■ Brief ■
This exercise calls for copying every line below that holds the word "instance".

------------------------------------------------

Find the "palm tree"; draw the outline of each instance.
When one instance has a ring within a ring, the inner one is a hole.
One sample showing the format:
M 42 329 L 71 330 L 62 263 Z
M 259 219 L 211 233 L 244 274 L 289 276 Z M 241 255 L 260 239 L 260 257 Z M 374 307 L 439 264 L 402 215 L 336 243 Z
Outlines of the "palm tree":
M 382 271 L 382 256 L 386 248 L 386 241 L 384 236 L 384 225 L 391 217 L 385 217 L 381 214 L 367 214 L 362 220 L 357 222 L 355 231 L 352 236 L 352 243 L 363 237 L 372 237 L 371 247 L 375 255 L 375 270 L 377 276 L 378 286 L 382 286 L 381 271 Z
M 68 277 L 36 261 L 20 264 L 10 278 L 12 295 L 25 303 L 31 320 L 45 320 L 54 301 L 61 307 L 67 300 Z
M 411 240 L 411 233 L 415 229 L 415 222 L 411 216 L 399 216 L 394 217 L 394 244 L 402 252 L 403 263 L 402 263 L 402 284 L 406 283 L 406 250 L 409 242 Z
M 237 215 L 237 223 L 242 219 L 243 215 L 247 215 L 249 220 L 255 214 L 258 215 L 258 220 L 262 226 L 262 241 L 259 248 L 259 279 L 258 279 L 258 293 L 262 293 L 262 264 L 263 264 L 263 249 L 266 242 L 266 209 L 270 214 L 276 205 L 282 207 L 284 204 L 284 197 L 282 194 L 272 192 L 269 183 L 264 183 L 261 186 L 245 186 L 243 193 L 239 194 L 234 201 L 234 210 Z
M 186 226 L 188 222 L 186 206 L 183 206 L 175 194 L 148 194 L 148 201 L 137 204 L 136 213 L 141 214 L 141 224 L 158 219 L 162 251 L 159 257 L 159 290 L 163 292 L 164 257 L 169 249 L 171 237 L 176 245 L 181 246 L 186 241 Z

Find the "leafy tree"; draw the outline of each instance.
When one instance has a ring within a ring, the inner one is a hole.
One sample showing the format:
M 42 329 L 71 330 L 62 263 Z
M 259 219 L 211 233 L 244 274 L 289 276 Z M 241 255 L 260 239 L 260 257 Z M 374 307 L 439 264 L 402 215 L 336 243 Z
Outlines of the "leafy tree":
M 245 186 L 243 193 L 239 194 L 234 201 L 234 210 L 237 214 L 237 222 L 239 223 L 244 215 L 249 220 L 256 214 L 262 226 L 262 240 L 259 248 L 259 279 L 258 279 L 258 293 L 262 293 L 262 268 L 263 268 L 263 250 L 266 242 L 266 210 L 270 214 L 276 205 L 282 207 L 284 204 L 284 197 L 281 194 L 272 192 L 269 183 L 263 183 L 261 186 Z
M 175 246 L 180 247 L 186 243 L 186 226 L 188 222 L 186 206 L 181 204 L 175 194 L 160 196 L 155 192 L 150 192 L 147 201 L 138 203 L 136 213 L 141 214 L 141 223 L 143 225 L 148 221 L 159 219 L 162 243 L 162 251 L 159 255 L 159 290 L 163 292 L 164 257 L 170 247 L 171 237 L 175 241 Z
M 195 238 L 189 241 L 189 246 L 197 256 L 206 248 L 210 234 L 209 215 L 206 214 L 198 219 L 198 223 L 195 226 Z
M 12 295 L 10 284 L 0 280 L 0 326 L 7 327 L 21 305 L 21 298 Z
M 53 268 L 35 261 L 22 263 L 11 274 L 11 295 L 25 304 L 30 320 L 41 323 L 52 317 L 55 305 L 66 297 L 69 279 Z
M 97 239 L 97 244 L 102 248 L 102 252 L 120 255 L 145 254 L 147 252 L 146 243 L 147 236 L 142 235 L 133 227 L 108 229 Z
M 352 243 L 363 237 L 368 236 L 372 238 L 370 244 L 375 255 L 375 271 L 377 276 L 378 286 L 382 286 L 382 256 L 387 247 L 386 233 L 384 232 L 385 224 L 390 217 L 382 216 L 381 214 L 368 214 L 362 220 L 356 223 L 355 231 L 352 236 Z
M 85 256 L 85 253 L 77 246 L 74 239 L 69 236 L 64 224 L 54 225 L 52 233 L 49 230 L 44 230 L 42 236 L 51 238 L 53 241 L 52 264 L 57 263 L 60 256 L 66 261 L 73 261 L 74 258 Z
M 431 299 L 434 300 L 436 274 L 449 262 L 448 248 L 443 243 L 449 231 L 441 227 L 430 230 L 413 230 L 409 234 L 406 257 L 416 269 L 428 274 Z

------------------------------------------------

■ Written answer ■
Find the "palm tree"; draw the outline of each instance.
When one instance has a ring within a ring, the inner one is a hole.
Find the "leafy tree"; draw the outline of each instance.
When one instance has a ring within a ring, the inner one is a hole.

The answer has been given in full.